---- Dataset

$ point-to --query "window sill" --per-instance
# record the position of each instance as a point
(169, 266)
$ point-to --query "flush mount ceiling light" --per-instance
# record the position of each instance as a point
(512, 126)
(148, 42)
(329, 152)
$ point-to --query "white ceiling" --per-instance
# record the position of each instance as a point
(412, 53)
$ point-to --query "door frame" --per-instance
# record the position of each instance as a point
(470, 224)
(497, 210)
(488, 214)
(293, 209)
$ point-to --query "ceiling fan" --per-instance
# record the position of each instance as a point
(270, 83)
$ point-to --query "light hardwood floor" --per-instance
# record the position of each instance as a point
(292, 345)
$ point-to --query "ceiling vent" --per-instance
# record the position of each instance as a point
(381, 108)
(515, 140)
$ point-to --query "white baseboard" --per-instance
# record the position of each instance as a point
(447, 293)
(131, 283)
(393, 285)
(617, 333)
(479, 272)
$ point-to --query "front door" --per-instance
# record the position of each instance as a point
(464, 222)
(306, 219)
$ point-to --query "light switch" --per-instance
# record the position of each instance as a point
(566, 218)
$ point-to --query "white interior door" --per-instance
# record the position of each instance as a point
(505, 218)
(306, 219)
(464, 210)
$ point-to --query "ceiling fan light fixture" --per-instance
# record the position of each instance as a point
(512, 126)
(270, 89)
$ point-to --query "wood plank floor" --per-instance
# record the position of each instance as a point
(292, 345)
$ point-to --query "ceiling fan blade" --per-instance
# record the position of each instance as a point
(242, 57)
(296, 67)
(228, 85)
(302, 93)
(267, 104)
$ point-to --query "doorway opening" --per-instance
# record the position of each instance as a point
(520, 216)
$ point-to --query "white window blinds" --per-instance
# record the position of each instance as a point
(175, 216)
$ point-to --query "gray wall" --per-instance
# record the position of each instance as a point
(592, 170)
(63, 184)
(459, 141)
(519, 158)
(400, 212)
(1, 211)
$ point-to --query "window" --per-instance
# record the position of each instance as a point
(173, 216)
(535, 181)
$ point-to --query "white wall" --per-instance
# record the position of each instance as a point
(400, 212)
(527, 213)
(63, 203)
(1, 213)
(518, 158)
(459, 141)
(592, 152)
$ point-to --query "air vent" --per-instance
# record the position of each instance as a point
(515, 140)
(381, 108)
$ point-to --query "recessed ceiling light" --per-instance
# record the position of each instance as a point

--------
---- Dataset

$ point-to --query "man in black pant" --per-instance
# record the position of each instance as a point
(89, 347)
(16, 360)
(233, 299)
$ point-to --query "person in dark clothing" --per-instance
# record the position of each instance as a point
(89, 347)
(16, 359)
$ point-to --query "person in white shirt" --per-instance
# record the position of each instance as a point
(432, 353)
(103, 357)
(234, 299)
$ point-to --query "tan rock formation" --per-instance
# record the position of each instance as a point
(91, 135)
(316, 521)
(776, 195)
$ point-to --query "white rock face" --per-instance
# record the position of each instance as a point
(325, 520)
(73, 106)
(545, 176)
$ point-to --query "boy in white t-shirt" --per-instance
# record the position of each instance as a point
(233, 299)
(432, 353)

--------

- [What you will do]: Find each line in the rows above that contains the word "window" and copy those lines.

- [Final result]:
$ point-to --query "window sill" --per-instance
$ point-to --query "white window blinds" --per-instance
$ point-to --query "window" --per-instance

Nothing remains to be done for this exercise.